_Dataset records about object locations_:
+-------+
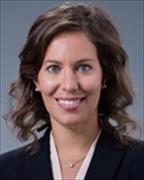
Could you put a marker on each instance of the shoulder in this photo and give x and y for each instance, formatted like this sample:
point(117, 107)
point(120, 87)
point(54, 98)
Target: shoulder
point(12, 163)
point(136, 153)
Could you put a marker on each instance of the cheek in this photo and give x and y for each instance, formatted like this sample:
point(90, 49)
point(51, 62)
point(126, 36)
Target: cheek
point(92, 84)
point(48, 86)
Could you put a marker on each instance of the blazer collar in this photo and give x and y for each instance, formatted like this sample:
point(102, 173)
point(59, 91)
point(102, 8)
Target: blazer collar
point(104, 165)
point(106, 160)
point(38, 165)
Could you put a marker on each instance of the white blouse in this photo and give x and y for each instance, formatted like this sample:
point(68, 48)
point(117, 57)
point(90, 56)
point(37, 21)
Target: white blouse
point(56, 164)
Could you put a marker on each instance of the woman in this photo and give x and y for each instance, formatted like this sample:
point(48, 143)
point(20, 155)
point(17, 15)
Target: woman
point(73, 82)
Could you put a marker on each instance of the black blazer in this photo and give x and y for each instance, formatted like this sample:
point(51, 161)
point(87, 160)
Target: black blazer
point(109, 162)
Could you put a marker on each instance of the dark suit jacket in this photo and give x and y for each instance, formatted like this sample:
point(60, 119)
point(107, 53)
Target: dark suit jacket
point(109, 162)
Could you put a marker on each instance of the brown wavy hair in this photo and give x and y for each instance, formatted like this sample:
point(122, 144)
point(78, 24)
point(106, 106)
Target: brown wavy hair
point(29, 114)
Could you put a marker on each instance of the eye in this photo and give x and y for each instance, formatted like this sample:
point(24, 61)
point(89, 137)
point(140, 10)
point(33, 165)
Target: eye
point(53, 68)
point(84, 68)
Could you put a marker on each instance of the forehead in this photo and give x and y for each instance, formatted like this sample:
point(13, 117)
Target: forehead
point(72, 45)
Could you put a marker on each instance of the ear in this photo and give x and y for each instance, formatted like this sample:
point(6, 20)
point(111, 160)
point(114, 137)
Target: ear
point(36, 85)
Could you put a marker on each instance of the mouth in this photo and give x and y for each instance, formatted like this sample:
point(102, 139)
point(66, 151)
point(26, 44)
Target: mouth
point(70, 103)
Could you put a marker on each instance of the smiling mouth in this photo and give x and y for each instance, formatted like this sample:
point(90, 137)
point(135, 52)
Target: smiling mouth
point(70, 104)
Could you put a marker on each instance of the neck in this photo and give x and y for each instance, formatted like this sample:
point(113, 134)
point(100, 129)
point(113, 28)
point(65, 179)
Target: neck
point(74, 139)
+-------+
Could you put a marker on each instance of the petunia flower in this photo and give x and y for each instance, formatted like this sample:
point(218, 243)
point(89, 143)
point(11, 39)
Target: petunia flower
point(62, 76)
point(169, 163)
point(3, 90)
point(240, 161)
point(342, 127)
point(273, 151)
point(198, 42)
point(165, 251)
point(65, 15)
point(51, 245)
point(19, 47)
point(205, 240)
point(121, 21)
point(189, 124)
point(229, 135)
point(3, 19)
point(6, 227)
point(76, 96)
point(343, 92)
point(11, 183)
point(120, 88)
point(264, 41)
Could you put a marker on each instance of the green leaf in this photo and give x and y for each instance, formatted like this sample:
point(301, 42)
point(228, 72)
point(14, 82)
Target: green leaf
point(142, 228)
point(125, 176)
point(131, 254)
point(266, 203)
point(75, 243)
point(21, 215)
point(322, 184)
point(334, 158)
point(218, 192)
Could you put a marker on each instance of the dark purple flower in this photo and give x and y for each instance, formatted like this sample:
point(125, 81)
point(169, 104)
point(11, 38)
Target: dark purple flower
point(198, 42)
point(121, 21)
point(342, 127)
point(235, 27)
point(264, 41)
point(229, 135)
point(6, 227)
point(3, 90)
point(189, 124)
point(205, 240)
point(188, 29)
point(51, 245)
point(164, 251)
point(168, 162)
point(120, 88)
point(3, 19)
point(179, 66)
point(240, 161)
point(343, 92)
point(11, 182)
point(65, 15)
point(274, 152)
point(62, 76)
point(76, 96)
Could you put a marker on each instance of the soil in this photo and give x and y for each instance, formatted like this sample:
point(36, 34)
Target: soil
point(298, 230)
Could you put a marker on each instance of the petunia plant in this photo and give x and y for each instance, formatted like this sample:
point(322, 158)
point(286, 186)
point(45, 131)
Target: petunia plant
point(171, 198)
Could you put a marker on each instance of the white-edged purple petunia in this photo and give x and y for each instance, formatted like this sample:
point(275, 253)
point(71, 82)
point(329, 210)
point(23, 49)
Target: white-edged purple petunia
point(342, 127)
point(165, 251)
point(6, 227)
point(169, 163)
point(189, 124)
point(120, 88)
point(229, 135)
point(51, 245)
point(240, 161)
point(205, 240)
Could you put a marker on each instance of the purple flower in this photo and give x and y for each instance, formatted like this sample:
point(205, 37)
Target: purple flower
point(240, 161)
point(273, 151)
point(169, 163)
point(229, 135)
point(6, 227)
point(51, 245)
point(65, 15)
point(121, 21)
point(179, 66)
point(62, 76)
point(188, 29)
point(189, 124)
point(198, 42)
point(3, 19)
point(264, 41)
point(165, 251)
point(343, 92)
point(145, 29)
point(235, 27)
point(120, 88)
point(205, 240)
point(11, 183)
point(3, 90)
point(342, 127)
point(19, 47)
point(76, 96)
+-------+
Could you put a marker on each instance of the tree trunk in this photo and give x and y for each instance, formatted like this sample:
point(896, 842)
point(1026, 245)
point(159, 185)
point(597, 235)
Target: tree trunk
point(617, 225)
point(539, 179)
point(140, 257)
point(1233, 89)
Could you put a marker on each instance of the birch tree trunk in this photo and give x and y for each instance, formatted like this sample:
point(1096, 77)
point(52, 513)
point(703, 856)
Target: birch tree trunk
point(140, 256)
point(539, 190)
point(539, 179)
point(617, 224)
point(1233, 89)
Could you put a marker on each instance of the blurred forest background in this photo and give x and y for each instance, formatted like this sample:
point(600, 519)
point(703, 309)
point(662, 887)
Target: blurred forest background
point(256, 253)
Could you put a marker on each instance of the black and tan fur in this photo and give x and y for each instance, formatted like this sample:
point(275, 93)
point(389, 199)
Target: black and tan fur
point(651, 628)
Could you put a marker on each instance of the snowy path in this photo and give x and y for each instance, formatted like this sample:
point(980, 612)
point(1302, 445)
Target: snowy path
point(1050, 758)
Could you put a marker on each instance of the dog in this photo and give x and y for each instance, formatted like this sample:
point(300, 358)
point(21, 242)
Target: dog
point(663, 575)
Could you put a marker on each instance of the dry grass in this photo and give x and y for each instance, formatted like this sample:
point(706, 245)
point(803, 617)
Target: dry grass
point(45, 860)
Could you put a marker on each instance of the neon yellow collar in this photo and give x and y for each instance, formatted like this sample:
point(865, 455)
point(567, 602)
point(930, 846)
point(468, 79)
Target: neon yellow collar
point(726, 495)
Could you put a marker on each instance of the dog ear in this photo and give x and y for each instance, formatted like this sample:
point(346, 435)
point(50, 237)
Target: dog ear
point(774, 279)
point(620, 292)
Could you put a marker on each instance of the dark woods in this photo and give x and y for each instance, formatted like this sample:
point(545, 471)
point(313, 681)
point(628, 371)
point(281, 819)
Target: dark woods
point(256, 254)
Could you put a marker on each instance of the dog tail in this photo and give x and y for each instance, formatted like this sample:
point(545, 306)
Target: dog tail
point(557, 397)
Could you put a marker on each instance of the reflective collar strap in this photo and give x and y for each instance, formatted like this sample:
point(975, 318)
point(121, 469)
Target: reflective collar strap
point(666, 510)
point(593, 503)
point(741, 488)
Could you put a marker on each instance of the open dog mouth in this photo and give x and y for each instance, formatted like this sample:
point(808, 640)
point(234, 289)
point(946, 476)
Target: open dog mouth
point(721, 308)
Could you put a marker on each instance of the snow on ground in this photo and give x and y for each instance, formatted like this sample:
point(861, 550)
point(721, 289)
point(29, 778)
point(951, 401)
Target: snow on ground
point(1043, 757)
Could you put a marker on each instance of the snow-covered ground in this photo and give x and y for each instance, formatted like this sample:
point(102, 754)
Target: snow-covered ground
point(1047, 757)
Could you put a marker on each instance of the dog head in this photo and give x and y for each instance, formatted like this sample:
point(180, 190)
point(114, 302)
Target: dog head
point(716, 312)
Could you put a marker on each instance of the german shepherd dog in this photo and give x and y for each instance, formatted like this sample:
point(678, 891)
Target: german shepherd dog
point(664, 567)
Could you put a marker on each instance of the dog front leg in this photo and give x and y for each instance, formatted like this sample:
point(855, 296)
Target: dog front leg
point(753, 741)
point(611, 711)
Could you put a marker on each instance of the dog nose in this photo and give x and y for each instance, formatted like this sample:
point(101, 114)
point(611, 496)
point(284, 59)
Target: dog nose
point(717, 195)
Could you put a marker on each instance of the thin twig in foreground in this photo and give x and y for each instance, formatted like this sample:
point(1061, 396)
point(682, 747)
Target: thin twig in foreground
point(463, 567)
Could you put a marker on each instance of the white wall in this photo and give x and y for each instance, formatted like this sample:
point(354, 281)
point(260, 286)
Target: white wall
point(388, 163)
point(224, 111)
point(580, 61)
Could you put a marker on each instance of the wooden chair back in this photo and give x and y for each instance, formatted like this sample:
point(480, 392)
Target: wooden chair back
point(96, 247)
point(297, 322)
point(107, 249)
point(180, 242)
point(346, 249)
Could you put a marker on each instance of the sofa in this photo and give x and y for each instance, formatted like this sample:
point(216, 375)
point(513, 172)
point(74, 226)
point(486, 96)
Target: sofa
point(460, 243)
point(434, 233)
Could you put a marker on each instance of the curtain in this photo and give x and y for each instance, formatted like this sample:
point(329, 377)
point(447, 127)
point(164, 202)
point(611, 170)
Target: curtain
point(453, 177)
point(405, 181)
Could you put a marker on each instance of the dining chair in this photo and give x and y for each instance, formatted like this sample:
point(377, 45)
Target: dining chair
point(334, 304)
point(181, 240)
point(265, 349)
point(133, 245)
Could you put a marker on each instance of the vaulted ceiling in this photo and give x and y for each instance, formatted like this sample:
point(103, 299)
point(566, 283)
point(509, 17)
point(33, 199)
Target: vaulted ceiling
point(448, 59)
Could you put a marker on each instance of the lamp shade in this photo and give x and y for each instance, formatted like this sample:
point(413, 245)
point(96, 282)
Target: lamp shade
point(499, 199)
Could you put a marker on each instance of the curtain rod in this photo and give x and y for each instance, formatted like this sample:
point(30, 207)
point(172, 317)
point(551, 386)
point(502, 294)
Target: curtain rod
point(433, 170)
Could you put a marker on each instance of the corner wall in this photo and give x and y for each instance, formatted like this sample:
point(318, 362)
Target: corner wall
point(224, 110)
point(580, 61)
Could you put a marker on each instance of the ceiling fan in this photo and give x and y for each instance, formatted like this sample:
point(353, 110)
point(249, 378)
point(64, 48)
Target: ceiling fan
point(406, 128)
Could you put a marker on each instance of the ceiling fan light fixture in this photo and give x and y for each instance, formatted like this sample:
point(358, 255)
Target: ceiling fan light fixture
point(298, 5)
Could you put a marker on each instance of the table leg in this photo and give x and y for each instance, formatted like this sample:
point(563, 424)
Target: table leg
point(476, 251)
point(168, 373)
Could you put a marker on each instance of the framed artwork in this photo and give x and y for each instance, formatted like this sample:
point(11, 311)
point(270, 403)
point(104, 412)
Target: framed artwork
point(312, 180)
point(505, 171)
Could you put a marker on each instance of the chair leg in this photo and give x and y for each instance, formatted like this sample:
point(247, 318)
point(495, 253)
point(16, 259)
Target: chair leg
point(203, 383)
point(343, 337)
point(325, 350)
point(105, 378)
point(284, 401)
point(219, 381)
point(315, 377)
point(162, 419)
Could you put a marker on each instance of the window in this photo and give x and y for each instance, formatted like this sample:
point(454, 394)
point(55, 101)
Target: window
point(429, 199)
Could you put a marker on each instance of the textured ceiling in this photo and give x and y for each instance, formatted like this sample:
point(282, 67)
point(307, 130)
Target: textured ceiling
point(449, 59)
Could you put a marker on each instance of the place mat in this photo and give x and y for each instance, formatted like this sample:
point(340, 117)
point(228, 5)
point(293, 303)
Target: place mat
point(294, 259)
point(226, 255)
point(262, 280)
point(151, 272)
+-------+
_What is being asked_:
Present the lines of the material as a Markdown table with two columns, No. for a running row number and Text for the line. Begin at the line that contains "the snow on", stop after the line that contains "point(716, 312)", and leave out any blank lines.

_Result_:
| No. | Text |
|---|---|
| 1 | Could you put a marker on each instance of the snow on ground in this photo and give x and y for each instance, formatted like this sample: |
| 2 | point(861, 550) |
| 3 | point(721, 289) |
| 4 | point(29, 778) |
| 5 | point(951, 401) |
| 6 | Target: snow on ground |
| 7 | point(1043, 757) |
| 8 | Could you put a marker on each instance of the snow-covered ground in this photo and give x and y for each instance, formatted like this sample: |
| 9 | point(102, 754) |
| 10 | Target: snow-covered ground |
| 11 | point(1047, 757) |
| 12 | Could you put a marker on each instance of the dog head in this photo and give x and y for each instance, formatted like this sample: |
| 13 | point(180, 190) |
| 14 | point(114, 302) |
| 15 | Target: dog head |
| 16 | point(716, 312) |